• _Excerpted text_:

In [58]:
import pystac
from pathlib import Path
import shutil
import shlex
import subprocess
OUTPUT_DIR = '../../stac_catalog'

In [44]:
col1 = pystac.Collection.from_file('../../stac_catalog/raster/collection.json')
col2 = pystac.Collection.from_file('../../stac_catalog/vector/collection.json')

In [45]:

catalog = pystac.Catalog(id="main-catalog", description="Tutorial catalog.")


In [46]:
catalog.add_children([col1,col2])

[<Link rel=child target=<Collection id=raster>>,
 <Link rel=child target=<Collection id=vector>>]

In [47]:
col1.describe()

* <Collection id=raster>
  * <Item id=Age_of_Imperviousness>
  * <Item id=Flow_Duration_Index>
  * <Item id=HSPF_Land_Cover_Type>
  * <Item id=Hydrologic_Response_Units>
  * <Item id=Imperviousness>
  * <Item id=Land_Cover>
  * <Item id=Land_Use>
  * <Item id=Population_Density>
  * <Item id=Precipitation_mm>
  * <Item id=Runoff_mm>
  * <Item id=Slope>
  * <Item id=Slope_Categories>
  * <Item id=Soils>
  * <Item id=Total_Copper_Concentration>
  * <Item id=Total_Kjeldahl_Nitrogen_Concentration>
  * <Item id=Total_Phosphorus_Concentration>
  * <Item id=Total_Suspended_Solids_Concentration>
  * <Item id=Total_Zinc_Concentration>
  * <Item id=Traffic>
  * <Item id=copper_concentration_ug_per_L>


In [48]:
catalog.normalize_hrefs(root_href="https://storage.googleapis.com/swhm_data/public/layers/")
#catalog.set_self_href("https://storage.googleapis.com/swhm_data/public/layers/catalog.json")
catalog.save(catalog_type="ABSOLUTE_PUBLISHED", dest_href=OUTPUT_DIR)

# Upload all jsons to GCP 

In [57]:
def upload_stac_assets(root_dir, bucket, prefix, dry_run=False, return_summary=False):
    """
    Finds and uploads STAC asset JSON files to Google Cloud Storage.

    - Uploads all .json files in the root directory (regardless of name).
    - Uploads .json files in subdirectories that match the directory name (e.g. 'foo/foo.json').

    Args:
        root_dir (str): Absolute or relative path to the root directory.
        bucket (str): GCS bucket name.
        prefix (str): Path prefix within the GCS bucket.
        dry_run (bool): If True, simulate uploads without executing them.
        return_summary (bool): If True, return a summary dictionary of results.

    Returns:
        dict (optional): Summary of uploaded, skipped, and failed files.
    """
    root_path = Path(root_dir).resolve()

    if not root_path.is_dir():
        print(f"ERROR: {root_path} is not a valid directory.")
        return

    if not shutil.which("gsutil"):
        print("ERROR: 'gsutil' command not found in PATH.")
        return

    if not prefix.endswith("/"):
        prefix += "/"

    print(f"Scanning: {root_path}")
    print(f"Uploading to: gs://{bucket}/{prefix}")
    print("-" * 40)

• _Recorded data_:
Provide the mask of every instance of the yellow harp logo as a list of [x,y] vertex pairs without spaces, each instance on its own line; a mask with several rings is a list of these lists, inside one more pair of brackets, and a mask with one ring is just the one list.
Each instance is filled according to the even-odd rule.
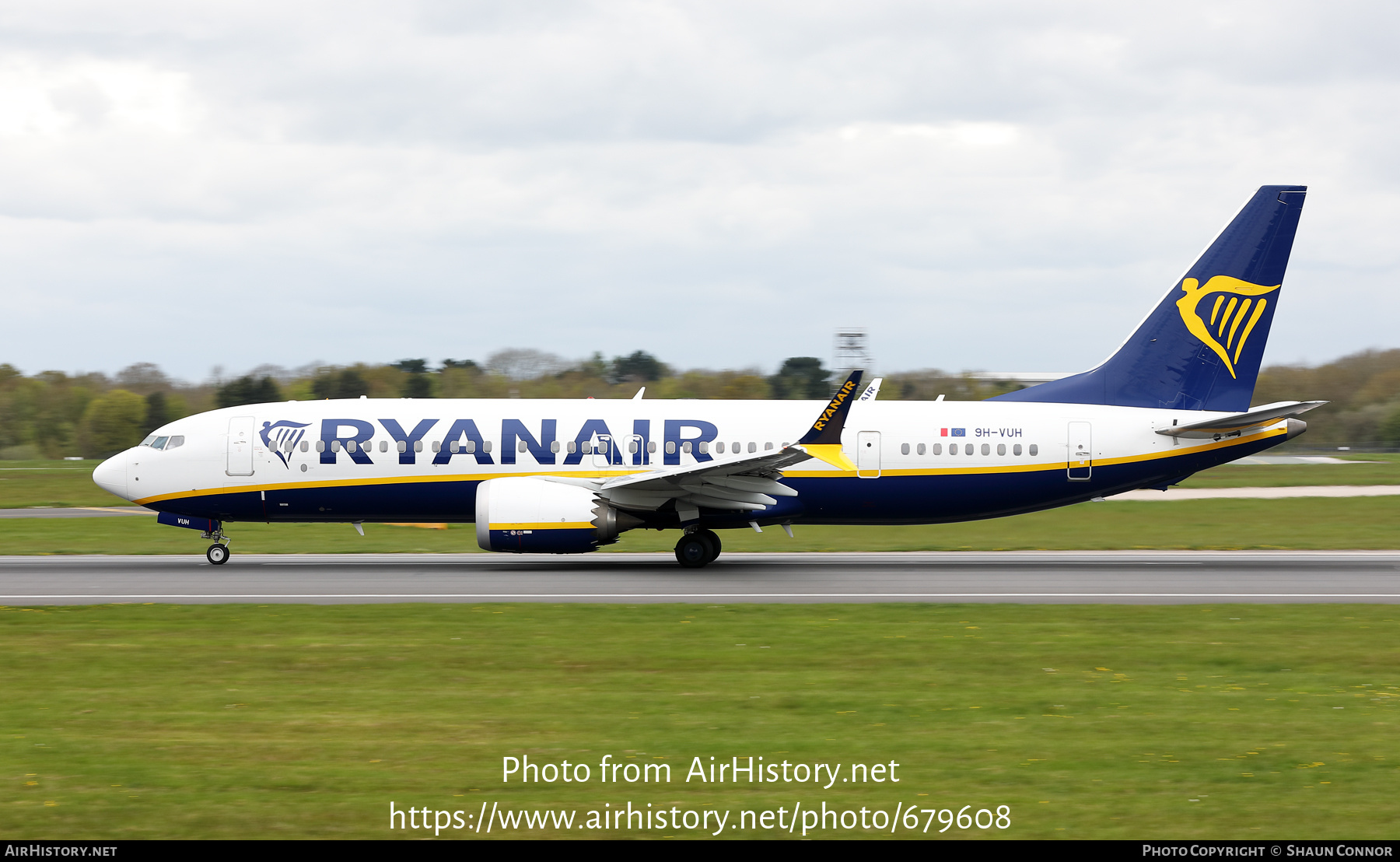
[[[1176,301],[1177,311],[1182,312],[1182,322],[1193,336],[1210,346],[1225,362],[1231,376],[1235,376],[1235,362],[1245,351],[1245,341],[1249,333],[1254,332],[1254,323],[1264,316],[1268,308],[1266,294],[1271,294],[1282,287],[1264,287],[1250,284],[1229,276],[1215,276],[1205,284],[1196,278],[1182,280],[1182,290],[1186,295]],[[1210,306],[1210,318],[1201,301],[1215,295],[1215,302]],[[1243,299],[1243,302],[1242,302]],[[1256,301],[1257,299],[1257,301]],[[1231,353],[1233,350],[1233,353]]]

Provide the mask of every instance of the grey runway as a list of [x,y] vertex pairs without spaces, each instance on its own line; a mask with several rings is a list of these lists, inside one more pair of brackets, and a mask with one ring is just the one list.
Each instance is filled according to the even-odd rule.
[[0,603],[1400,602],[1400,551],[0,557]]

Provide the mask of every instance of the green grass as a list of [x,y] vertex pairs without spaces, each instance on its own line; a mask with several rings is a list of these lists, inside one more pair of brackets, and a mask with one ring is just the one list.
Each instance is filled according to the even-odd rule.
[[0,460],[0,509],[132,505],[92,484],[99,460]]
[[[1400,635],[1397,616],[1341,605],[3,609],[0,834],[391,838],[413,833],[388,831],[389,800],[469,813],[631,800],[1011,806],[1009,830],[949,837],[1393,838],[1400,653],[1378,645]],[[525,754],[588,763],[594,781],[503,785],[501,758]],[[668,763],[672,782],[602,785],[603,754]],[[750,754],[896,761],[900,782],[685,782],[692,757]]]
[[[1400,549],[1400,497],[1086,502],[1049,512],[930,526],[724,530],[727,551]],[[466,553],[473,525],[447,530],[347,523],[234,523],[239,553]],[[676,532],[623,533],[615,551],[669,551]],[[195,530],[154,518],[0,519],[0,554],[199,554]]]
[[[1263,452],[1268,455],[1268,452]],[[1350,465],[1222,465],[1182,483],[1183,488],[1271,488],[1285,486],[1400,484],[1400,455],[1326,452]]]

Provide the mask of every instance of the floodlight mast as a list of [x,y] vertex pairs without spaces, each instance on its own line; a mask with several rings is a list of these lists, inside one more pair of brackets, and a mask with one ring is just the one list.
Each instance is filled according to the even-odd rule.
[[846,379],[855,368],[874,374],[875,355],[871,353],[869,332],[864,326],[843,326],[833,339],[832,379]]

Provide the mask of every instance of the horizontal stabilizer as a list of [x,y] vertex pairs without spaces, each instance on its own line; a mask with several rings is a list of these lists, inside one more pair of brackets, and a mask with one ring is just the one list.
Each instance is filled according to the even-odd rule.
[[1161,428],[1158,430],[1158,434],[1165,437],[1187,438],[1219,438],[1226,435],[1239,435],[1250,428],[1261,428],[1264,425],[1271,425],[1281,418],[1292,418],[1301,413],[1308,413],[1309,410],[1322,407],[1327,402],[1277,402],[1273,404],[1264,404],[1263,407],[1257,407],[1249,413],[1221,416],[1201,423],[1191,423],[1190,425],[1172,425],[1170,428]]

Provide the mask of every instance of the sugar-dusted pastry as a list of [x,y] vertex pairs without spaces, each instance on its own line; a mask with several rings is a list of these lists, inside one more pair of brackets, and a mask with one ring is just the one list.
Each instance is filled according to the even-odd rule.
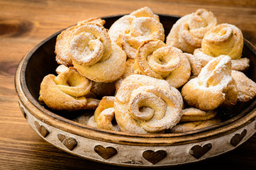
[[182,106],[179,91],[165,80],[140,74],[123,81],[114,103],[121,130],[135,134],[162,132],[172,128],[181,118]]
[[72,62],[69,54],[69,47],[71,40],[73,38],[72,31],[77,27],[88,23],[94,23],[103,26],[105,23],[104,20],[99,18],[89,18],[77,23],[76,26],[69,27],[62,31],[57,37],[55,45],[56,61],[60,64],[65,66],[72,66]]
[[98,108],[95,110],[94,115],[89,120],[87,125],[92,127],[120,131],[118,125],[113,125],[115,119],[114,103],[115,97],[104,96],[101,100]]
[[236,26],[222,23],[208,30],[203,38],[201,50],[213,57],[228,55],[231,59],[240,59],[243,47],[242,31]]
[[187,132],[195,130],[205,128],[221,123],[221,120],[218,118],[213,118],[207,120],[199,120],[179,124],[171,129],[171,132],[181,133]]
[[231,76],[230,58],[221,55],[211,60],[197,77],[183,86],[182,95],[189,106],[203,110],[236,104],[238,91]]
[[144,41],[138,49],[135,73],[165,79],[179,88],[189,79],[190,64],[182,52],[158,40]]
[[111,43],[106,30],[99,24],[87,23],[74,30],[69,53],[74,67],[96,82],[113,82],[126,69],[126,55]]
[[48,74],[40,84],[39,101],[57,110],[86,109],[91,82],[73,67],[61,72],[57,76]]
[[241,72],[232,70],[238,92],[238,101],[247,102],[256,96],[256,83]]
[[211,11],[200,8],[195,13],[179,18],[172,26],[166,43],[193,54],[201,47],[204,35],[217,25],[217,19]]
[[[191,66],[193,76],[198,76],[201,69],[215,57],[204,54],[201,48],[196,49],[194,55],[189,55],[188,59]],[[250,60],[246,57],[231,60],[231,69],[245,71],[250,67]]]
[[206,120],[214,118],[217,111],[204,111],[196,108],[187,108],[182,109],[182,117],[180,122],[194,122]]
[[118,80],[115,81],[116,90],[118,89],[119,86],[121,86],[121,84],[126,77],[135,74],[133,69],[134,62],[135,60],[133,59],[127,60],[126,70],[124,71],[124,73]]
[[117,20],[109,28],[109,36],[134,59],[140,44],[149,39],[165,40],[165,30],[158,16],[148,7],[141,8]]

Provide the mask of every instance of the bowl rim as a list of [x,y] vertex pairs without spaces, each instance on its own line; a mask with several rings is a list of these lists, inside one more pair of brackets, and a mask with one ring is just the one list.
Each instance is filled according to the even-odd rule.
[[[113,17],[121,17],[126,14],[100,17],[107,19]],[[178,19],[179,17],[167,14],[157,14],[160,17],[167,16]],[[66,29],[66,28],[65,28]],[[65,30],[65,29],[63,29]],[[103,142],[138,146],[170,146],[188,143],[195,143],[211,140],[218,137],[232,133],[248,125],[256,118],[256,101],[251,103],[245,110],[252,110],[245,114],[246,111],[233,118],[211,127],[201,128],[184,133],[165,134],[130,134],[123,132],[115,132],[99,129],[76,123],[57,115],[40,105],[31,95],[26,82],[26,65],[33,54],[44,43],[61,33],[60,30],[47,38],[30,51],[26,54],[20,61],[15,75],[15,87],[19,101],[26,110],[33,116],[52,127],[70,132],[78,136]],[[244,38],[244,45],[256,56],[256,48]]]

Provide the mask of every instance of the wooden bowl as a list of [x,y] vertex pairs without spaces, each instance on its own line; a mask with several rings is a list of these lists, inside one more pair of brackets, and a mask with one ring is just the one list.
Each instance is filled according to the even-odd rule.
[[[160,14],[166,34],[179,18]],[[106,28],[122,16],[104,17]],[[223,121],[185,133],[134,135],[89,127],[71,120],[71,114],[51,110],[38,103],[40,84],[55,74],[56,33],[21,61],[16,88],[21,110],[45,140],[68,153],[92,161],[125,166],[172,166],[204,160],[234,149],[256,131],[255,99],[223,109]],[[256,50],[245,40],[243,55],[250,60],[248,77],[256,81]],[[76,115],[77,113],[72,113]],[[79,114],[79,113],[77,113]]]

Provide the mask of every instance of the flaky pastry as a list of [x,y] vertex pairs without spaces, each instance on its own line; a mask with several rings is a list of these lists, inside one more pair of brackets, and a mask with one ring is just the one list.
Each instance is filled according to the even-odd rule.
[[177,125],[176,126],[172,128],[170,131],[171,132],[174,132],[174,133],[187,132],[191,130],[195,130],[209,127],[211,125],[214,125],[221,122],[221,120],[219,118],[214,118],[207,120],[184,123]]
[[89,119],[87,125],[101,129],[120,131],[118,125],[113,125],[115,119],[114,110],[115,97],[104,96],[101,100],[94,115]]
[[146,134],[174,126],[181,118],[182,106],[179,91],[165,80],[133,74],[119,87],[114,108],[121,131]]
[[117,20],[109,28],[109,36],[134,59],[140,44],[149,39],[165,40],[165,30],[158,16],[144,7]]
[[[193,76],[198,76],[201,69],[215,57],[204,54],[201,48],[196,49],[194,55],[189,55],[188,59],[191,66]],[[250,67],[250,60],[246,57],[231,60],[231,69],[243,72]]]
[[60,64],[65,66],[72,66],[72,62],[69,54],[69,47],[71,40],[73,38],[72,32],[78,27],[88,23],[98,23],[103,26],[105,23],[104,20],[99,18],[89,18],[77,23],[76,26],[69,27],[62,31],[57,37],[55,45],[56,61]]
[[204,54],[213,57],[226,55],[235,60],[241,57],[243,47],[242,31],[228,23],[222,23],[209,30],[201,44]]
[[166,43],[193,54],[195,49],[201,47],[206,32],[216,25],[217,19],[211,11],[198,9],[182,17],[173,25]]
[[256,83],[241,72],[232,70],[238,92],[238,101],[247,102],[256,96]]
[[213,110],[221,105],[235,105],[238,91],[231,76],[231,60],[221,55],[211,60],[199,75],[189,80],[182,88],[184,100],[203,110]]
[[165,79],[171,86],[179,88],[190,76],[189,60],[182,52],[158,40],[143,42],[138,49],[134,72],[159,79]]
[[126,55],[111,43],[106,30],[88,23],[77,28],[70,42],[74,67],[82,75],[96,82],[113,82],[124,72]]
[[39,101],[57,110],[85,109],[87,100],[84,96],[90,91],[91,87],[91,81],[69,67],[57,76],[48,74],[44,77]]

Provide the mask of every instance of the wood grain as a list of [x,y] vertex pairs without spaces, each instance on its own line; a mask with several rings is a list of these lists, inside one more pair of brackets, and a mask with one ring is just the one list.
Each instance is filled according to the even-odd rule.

• _What to work on_:
1 > In the STAC catalog notebook, under what conditions does upload_stac_assets return before scanning anything? Answer in one to three sentences.
2 > Resume the STAC catalog notebook after its last line, carrying on with the upload_stac_assets function.
The listing is separate material, unrelated to the STAC catalog notebook.

• _In response_:
1 > It returns early if the resolved root path is not a valid directory, after printing an error saying so. It also returns if the gsutil command cannot be found in PATH, after printing an error that gsutil was not found.

2 >
    uploaded = []
    skipped = []
    failed = []

    # Helper: Upload a single file
    def upload_file(file_path):
        relative_path = file_path.relative_to(root_path)
        gcs_path = f"gs://{bucket}/{prefix}{relative_path.as_posix()}"

        print(f"Found: {file_path}")
        print(f"  -> GCS Path: {gcs_path}")

        if dry_run:
            print(f"  -> DRY RUN: Skipping actual upload.")
            skipped.append(str(file_path))
            return

        try:
            gc_cmd = ["gsutil", "cp", str(file_path), gcs_path]
            print(f"  -> Executing: {' '.join(shlex.quote(arg) for arg in gc_cmd)}")
            subprocess.run(gc_cmd, capture_output=True, text=True, check=True)
            print("  -> Upload successful!")
            uploaded.append(str(file_path))
        except subprocess.CalledProcessError as e:
            print(f"  -> ERROR: Upload failed for {file_path}")
            print(f"     stderr: {e.stderr}")
            failed.append((str(file_path), e.stderr))

        print("-" * 40)

    # Upload all .json files in root directory
    for json_file in root_path.glob("*.json"):
        upload_file(json_file)

    # Upload matching <dir>/<dir>.json files in subdirectories
    for dir_path in root_path.rglob("*"):
        if dir_path.is_dir():
            expected_json = dir_path / f"{dir_path.name}.json"
            if expected_json.exists():
                upload_file(expected_json)

    if return_summary:
        return {
            "uploaded": uploaded,
            "skipped": skipped,
            "failed": failed,
        }

In [59]:
#  Google Cloud Storage bucket and prefix (folder) where COGs are located.
GCS_BUCKET = "swhm_data"  # e.g., "my-imagery-bucket"
GCS_PREFIX = "public/layers/"   # e.g., "sentinel-2/l2a/" or leave empty for root
upload_stac_assets(bucket=GCS_BUCKET,prefix=GCS_PREFIX,root_dir='../../stac_catalog/')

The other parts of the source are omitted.